Володя, ты переводишь и английских, и американских поэтов; современных и классиков. Что тебе, как русскому поэту, дают эти долгие и насыщенные литературные встречи с теми, кто пишет по-английски? Алексей Парщиков, обучаясь в 1990-х в Стэнфорде, заметил, что главное отличие английского языка от русского – в наличии артиклей. Мол, от них, в немалой степени, различия и в менталитетах. При переводах произведений, включая собственные, Набоков часто менял местами предложения, абзацы, даже страницы, следуя нарративу другого языка и под него подстраиваясь. В результате, это разные, практически, книги – «Speak, Memory» и «Другие берега». Наблюдаешь ли ты влияние в своих текстах английского языка и англоязычных поэтов (если да, то каких именно?) после многолетних переводческих трудов? Нет ли собственных поэтических текстов по-английски? 
По-английски не пишу. 

Влияние английского, вероятно, есть. Это другая фонетика. Другая система ударений. В Америке я сочинил некоторое количество стихов, которые затем вошли в книгу «Новые рифмы». По их поводу эссеист и прозаик Кирилл Кобрин написал мне, что ему это напомнило песни знаменитого рок-музыканта Тома Уэйтса. Кирилл не знал, что именно в это время я очень много слушал песни Уэйтса, а ровно за месяц до того, как начались «новые рифмы», был на его выступлении. 

За мои 27 лет жизни в США, Том Уэйтс выступал в Нью-Йорке только один раз, дал три концерта. Не концерт ли это в Beacon Theater, на Бродвее, в сентябре 1999 года? У меня даже сохранился билет. 
Совершенно не помню, когда это было.

А «новые рифмы» придётся процитировать.                    

Воскресение

Это горестное
дерево древесное,
как крестная
весть весною.

Небо небесное,
цветка цветение,
пусть настигнет ясное
тебя ви́дение.

Пусть ползет в дневной
гусеница жаре,
в дремоте древней,
в горячей гари,

в кокон сухой
упрячет тело –
и ни слуха, ни духа.
Пусть снаружи светло

так, чтоб не очнуться
было нельзя –
бабочка пророчится,
двуглаза.

════════

* [Что нужно сделать]
(1) Назовите фамилии всех людей, упомянутых в интервью о переводах.
(2) Напишите продолжение интервью о переводах, начиная сразу после последних строк стихотворения «Воскресение».
Данные для этой работы не понадобятся.

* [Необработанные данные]
════════

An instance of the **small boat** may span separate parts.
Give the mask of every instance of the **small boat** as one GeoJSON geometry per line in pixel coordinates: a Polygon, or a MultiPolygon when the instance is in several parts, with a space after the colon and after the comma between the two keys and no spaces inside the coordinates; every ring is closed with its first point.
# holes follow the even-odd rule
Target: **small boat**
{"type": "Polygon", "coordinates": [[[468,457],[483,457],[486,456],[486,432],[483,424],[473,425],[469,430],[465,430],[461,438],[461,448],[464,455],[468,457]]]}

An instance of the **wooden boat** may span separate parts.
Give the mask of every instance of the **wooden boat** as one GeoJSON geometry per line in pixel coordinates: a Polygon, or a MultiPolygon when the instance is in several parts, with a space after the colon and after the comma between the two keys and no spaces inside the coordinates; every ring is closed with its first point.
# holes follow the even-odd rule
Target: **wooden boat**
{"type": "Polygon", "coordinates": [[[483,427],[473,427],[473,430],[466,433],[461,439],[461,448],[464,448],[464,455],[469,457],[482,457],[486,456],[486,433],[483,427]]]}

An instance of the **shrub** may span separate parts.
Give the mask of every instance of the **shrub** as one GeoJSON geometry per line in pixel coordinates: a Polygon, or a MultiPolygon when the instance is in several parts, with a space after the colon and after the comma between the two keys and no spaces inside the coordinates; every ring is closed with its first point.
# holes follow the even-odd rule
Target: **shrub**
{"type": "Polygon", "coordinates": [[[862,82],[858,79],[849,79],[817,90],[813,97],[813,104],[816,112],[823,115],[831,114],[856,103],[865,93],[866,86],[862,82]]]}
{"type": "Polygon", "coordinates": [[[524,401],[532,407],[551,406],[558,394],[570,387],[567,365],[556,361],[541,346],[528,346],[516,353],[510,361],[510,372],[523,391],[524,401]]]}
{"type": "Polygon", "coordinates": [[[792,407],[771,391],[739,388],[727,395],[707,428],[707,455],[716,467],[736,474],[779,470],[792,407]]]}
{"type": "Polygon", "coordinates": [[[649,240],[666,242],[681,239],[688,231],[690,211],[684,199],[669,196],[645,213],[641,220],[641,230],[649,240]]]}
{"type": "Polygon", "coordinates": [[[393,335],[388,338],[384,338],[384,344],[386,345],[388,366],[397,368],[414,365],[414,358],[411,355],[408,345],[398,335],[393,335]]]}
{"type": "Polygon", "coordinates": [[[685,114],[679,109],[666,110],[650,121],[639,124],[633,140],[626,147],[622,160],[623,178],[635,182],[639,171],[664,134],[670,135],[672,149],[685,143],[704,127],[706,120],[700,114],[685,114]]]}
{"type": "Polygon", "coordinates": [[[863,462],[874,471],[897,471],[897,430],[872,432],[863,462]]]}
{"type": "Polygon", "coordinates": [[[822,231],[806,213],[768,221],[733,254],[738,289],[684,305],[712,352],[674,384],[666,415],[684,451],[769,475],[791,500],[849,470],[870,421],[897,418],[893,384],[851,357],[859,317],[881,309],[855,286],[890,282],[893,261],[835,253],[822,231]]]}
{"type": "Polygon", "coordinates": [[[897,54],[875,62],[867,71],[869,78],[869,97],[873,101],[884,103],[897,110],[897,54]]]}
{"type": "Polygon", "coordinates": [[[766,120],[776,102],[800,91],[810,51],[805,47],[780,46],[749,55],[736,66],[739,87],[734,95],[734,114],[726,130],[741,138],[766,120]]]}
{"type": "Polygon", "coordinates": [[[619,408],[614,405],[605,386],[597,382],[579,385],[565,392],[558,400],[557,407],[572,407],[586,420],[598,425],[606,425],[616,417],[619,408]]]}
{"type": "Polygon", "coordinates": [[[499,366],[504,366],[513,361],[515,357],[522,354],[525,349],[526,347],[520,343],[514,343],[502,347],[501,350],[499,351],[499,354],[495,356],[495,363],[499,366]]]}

════════

* [Результаты заданий]
(1) Парщиков, Набоков, Кобрин, Уэйтс

(2)
Говоря о том, что русский язык – синтетический, а английский – аналитический, Бродский прав. На это указывают и многочисленные исследования языковедов. Но и без научных трудов мы видим, какое значение в русском имеет синтетический путь образования слов с помощью добавления суффиксов-префиксов, какие существуют бесконечные вариации, например, прилагательных (короткий, коротенький, кратчайший, короче и т.д.). А в английском зачастую роль прилагательных вообще выполняют существительные, и это аналитический путь. 

Выразительность русского столь же велика, сколь велика опасность многословия и неопределённости, перенасыщенности теми же прилагательными, что может ослабить поэтическую речь. Я вспоминаю цветаевское: «И думаю: когда-нибудь и я, устав от вас, враги, от вас, друзья, и от уступчивости речи русской…» Речь самой Цветаевой если и была уступчива, то от слова «уступ», а не от слова «уступить». Всё зависит от того, есть ли у поэта талант использовать другой язык как средство обогащения родного. 

Существует, в конце концов,  пример XIX века. В лицее Пушкина называли «французом» за блестящее знание французского. Пушкин писал Чаадаеву, что предпочитает говорить с ним на языке Европы и что французский ему «привычнее нашего». 

Он пишет Вяземскому, что русский метафизический язык находится в диком состоянии и желает ему когда-нибудь образоваться, наподобие французского – «ясного, точного языка прозы, т. е. языка мыслей». 

Французский был разговорным языком дворянства, то есть те, кто творил русскую литературу и тот язык, на котором мы сейчас говорим, жили, как это ни парадоксально звучит, в чужой языковой среде.

При переводах с русского на английский, как, к примеру, в набоковском переводе «Евгения Онегина», сплошь и рядом жертвуют рифмой, в угоду смыслу. Если же соблюдается точность рифмы, то английский вариант нередко напоминает продукт англоязычных поэтов-песенников. Мне видится в переводах раннего Бродского некий компромисс, когда и рифма, и ритмика сохранены, но не в ущерб смысловой части. Все эти проблемы, конечно, относятся к переводам и с английского на русский. С одним важным моментом: учитывая традицию конвенционального русского стиха, большинство переводов на русский – в рифму, чего бы то ни стоило. Даже современных поэтов, которые после Фроста, условно говоря, рифмованным стихом не пишут. Как, в своем случае, ты проходишь между этими Сциллой и Харибдой? Одиссей повернул к Сцилле и потерял шестерых своих товарищей, рассчитав, что от Харибды погибнут все до одного. И прошел пролив. У переводчика с одной стороны – рифма, метр, строфика стихотворения; с другой – смысл и «величие замысла». Как, в твоем случае, ты достигаешь результата? И в чем потери, чем готов жертвовать?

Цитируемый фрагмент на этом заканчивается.